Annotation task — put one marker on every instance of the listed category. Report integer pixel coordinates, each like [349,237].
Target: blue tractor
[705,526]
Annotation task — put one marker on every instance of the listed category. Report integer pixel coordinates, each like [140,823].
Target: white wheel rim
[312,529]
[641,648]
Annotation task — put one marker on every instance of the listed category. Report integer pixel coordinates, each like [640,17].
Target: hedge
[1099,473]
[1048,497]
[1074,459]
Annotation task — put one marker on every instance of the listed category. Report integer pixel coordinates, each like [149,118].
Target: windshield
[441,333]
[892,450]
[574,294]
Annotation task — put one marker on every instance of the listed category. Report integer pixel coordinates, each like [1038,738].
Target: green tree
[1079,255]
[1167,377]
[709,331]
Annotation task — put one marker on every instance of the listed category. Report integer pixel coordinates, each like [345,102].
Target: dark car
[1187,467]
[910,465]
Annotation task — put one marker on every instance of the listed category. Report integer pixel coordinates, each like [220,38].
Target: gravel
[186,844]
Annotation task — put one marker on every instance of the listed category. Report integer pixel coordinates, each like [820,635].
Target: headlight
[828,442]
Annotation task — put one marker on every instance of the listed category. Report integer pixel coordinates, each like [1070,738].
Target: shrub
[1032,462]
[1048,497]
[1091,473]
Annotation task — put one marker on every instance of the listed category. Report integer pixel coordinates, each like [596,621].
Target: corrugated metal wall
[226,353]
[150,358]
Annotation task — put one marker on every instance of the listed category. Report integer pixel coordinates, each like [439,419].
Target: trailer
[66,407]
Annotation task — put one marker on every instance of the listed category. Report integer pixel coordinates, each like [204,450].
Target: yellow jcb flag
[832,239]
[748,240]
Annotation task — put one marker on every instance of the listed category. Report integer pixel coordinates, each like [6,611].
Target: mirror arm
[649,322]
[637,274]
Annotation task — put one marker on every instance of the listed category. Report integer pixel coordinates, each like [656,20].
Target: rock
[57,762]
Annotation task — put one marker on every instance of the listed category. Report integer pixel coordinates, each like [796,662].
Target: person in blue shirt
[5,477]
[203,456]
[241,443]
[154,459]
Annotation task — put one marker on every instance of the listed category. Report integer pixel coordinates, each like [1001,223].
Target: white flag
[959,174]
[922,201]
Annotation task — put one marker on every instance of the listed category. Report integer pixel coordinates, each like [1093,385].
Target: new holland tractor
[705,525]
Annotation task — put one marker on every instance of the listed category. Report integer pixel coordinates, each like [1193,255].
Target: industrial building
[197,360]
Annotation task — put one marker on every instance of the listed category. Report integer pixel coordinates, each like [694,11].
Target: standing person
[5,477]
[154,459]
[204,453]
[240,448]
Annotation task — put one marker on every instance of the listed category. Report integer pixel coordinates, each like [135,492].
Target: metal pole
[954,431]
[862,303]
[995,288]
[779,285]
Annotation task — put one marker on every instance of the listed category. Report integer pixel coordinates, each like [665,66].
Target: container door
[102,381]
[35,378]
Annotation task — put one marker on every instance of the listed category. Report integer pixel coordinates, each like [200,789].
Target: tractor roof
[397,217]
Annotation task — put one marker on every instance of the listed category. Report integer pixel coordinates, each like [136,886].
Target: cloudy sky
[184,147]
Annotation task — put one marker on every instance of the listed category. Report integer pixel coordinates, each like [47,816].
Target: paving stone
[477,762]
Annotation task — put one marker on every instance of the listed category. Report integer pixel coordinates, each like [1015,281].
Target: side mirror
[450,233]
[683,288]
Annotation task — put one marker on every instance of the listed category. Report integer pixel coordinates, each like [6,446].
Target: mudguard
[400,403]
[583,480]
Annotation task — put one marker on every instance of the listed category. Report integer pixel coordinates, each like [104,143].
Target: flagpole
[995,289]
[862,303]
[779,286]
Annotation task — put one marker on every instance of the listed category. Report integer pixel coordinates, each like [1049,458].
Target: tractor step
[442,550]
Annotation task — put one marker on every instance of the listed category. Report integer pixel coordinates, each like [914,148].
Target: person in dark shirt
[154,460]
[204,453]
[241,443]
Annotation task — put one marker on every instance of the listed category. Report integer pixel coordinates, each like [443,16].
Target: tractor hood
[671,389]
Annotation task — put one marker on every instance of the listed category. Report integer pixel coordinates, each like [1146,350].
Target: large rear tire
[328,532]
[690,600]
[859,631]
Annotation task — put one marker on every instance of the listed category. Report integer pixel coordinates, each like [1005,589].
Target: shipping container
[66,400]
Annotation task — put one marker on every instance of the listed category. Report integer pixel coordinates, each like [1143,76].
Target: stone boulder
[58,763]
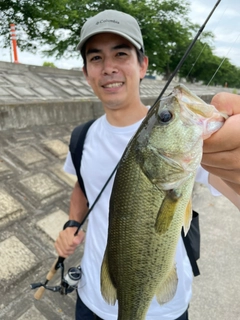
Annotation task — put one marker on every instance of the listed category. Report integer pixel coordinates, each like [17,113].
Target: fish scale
[151,202]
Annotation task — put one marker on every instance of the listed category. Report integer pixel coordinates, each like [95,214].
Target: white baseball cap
[112,21]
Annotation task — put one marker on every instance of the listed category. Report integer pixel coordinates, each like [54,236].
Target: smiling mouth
[113,85]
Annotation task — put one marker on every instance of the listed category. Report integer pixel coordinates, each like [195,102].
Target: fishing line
[223,61]
[185,55]
[193,65]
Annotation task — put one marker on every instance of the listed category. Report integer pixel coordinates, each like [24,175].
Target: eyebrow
[117,47]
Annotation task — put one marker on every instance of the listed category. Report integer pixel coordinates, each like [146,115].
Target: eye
[165,116]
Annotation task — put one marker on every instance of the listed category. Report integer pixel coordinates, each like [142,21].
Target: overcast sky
[225,24]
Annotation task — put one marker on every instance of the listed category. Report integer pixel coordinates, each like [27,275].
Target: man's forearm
[78,204]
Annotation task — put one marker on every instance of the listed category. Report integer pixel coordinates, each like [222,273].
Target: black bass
[151,202]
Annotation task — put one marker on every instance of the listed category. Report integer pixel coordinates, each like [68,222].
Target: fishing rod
[186,54]
[70,281]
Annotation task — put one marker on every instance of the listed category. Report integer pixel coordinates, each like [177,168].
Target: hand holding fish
[221,152]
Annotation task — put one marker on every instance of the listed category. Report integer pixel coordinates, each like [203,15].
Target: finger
[227,138]
[227,102]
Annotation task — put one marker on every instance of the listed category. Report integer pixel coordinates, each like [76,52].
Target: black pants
[83,313]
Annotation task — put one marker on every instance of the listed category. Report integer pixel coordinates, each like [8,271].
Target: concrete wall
[33,95]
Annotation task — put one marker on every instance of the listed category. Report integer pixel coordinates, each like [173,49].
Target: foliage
[54,26]
[49,64]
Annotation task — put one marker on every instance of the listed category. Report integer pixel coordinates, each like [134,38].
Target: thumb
[79,238]
[227,102]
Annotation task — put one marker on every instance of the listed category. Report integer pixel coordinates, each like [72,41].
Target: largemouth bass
[151,202]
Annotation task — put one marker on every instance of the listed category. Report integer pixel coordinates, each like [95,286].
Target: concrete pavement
[34,201]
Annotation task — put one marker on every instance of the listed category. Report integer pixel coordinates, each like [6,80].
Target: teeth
[113,85]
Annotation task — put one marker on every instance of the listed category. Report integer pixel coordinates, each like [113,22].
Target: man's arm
[221,152]
[66,242]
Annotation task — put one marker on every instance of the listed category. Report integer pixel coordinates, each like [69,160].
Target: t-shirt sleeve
[68,165]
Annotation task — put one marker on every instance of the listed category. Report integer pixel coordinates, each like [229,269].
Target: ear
[144,67]
[84,69]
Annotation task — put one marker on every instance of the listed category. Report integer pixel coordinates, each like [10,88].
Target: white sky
[225,24]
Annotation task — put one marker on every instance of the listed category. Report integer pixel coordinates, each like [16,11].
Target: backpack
[191,240]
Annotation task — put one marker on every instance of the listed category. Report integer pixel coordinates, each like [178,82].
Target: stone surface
[3,167]
[41,186]
[57,147]
[28,155]
[15,258]
[66,177]
[32,314]
[9,205]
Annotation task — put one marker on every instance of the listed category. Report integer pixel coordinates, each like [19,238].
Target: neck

• WHAT THE TASK REQUIRES: Omit every picture, then reproduce the rest of the listing exactly.

• RESPONSE TO THE TASK:
Annotation task — put one marker on every instance of the listed category. Report integer pixel coordinates, each like [349,237].
Target: blue tractor
[705,526]
Annotation task — put one marker on every instance of the listed category. Report integer pixel coordinates, each like [140,823].
Target: white wheel rim
[312,529]
[641,648]
Annotation task — put one marker on every instance of the listed category. Report integer pixel coordinates, each like [640,17].
Target: hedge
[1099,473]
[1048,497]
[1074,459]
Annotation task — put one marker on every instance of the listed category. Report integer pixel coordinates, each like [149,118].
Target: windshield
[441,333]
[892,450]
[574,294]
Annotation task — put one marker on every instance of the listed category. Report integer pixel coordinates, each like [1038,738].
Target: green tree
[1079,255]
[1167,377]
[709,331]
Annotation task — put one marker on every instance of the listed category. Report integer pixel coordinates, each like [345,102].
Target: dark car
[1187,467]
[910,465]
Annotation task — put one marker on every instance of the listed category. Report integer pixel coordinates, each like [220,38].
Target: gravel
[186,844]
Annotation task — put one marker on every instance of the listed category. Report integer pixel coordinates, each like [820,635].
Target: headlight
[828,442]
Annotation task — put one marker on every instance of the listed category. Report integer pixel coordinates, each like [1070,738].
Target: shrub
[1032,462]
[1048,497]
[1091,473]
Annotation task — put one marker on every instance of the listed category. Report integer pixel coordinates, each like [596,621].
Target: corrugated metal wall
[226,353]
[150,358]
Annotation task — put one marker on every instance of the listed category. Report integer pixel coordinates, each like [439,419].
Target: trailer
[66,407]
Annotation task — put one marker on every instance of the listed category. Report integer pixel coordinates, each like [204,450].
Target: yellow jcb flag
[832,239]
[748,240]
Annotation task — put one marker on every instance of the listed category. Report integer pixel coordinates, each like [6,611].
Target: mirror arm
[649,322]
[637,274]
Annotation task — put one marker on every instance of the listed category. Report integer pixel coordinates, each like [656,20].
Target: rock
[57,762]
Annotation task — put one marker on every instance of the listed category. Report integer pixel coordinates, each like [796,662].
Target: person in blue shirt
[5,477]
[203,456]
[241,443]
[154,459]
Annotation task — put one marker on every instance of the listed category. Report integer pixel coordinates, each like [1001,223].
Target: white flag
[959,174]
[922,201]
Annotation task — put one marker on every instance of the listed category. Report integer pixel coordinates, each like [1093,385].
Target: new holland tractor
[705,525]
Annotation task — put one marker on every instance of the listed category. Report integer pixel coordinates, each like [1193,255].
Target: industrial building
[197,360]
Annotation task — put one marker on every instance of the listed category. Report integer pixel coordinates, each like [694,11].
Target: standing person
[5,477]
[154,459]
[204,453]
[240,448]
Annotation task — put one marker on every instance of the listed category. Report integer pixel coordinates, each like [135,492].
Target: metal pole
[954,431]
[862,303]
[995,288]
[779,285]
Annotation task — put one marker on every instance of the listed category. Report integer pixel coordinates, each like [665,66].
Target: container door
[102,381]
[35,378]
Annotation task — put one marker on every instance of the listed category. Report integer pixel coordinates, each like [200,789].
Target: tractor roof
[397,217]
Annotation task — put one marker on every instance of the listed category. Report integer pixel coordinates, each like [136,886].
Target: cloudy sky
[184,147]
Annotation task — put one marker on every instance of the listed category. Report integer pixel coordinates, each like [47,816].
Target: paving stone
[477,762]
Annotation task — put one marker on every instance of the listed category. Report integer pixel coordinates, each like [1015,281].
Target: side mirror
[450,233]
[683,288]
Annotation task — put one marker on every instance of the listed category. Report integer pixel coordinates, each like [6,446].
Target: mudguard
[400,403]
[583,480]
Annotation task — put one marker on every instance of the listed category. Report integer pixel coordinates, each like [104,143].
Target: flagpole
[995,289]
[862,303]
[779,286]
Annotation task — put one marker on every instance of the listed category. Report integer pixel coordinates, each like [1049,458].
Target: tractor step
[442,550]
Annotation task — put one marker on every instance of the listed category. Report integer pixel coordinates, each like [914,148].
Target: person in dark shirt
[154,460]
[204,453]
[241,443]
Annotation task — put one marker on every instance of the listed category. Report integer pixel coordinates, each like [443,16].
Target: tractor hood
[671,389]
Annotation task — put one marker on every instance of the listed category. Report integer pixel coordinates, each like [1146,350].
Target: large rear tire
[328,532]
[690,600]
[859,631]
Annotation task — put one marker on every instance of the listed category. Report integer pixel coordinates, each like [1005,589].
Target: shipping container
[66,400]
Annotation task — put one marker on every instance of the listed category. Report integer pixel coordinates, each like [1143,76].
Target: stone boulder
[58,763]
Annotation task — put one marker on every instance of the listed category. Report integer pixel coordinates, each like [17,113].
Target: fish scale
[151,202]
Annotation task — put one marker on every instance of the listed category. Report integer pixel coordinates, each like [95,214].
Target: white baseball cap
[112,21]
Annotation task — put one marker on every instance of the listed category. Report integer pixel coordinates, each like [54,236].
Target: smiling mouth
[113,85]
Annotation task — put one marker on every instance of the listed category. Report integer pixel coordinates, each like [195,102].
Target: fishing line
[223,61]
[185,55]
[193,65]
Annotation task — put one marker on every instance of the listed category. Report integer pixel coordinates, each like [24,175].
Target: eyebrow
[117,47]
Annotation task — put one marker on every instance of the listed category. Report integer pixel coordinates, each like [146,115].
Target: eye
[165,116]
Annotation task — put one marker on every instance of the listed category. Report integer pixel coordinates, each like [142,21].
Target: overcast sky
[225,24]
Annotation task — put one marker on every instance of the listed category. Report integer pixel coordinates, each like [27,275].
Target: man's forearm
[78,204]
Annotation task — put one marker on every instance of the listed category. Report integer pixel coordinates, each like [222,273].
Target: black bass
[151,202]
Annotation task — put one marker on every instance of the listed category. Report integer pixel coordinates, each like [68,222].
Target: fishing rod
[186,54]
[70,281]
Annotation task — put one marker on every instance of the listed category. Report integer pixel coordinates, each like [177,168].
Target: hand holding fish
[221,152]
Annotation task — put one marker on every instance of the listed category. Report integer pixel coordinates, each like [203,15].
Target: finger
[227,138]
[227,102]
Annotation task — put one marker on every instance of the listed category. Report integer pixel coordinates, each like [76,52].
Target: black pants
[83,313]
Annotation task — put one marker on every instance of the listed category. Report integer pixel coordinates, each like [8,271].
Target: concrete wall
[33,95]
Annotation task — put one marker on every instance of the listed category. Report integer pixel coordinates, each like [173,49].
Target: foliage
[54,26]
[49,64]
Annotation task — put one marker on every instance of the listed category. Report integer pixel coordinates, each like [134,38].
Target: thumb
[79,238]
[227,102]
Annotation task — put one marker on every instance of the listed category. Report integer pixel coordinates, each like [72,41].
Target: largemouth bass
[151,202]
Annotation task — put one marker on every instance of the listed category. Report integer pixel coordinates, each like [95,286].
Target: concrete pavement
[34,201]
Annotation task — put one marker on every instance of the listed category. Report integer pixel coordinates, each like [6,80].
Target: teeth
[113,85]
Annotation task — put one marker on every instance of the listed category. Report integer pixel coordinates, each like [113,22].
Target: man's arm
[221,152]
[66,242]
Annotation task — put one marker on every instance of the listed category. Report integer pixel coordinates, each like [69,160].
Target: t-shirt sleeve
[68,165]
Annotation task — put one marker on every instance of the listed category. Report integer pixel coordinates, each like [229,269].
Target: ear
[144,67]
[84,69]
Annotation task — put one marker on every instance of the listed category. Report integer pixel coordinates, each like [10,88].
Target: white sky
[225,24]
Annotation task — put one marker on every instance of the listed category. Report integer pixel coordinates, each like [16,11].
Target: backpack
[191,240]
Annotation task — put one marker on every instance of the listed category. Report integer pixel coordinates, each like [178,82].
Target: stone surface
[3,167]
[41,186]
[57,147]
[28,155]
[15,258]
[66,177]
[32,314]
[9,205]
Annotation task — put one marker on every instance of the listed category. Report integer pixel coordinates, each like [19,238].
Target: neck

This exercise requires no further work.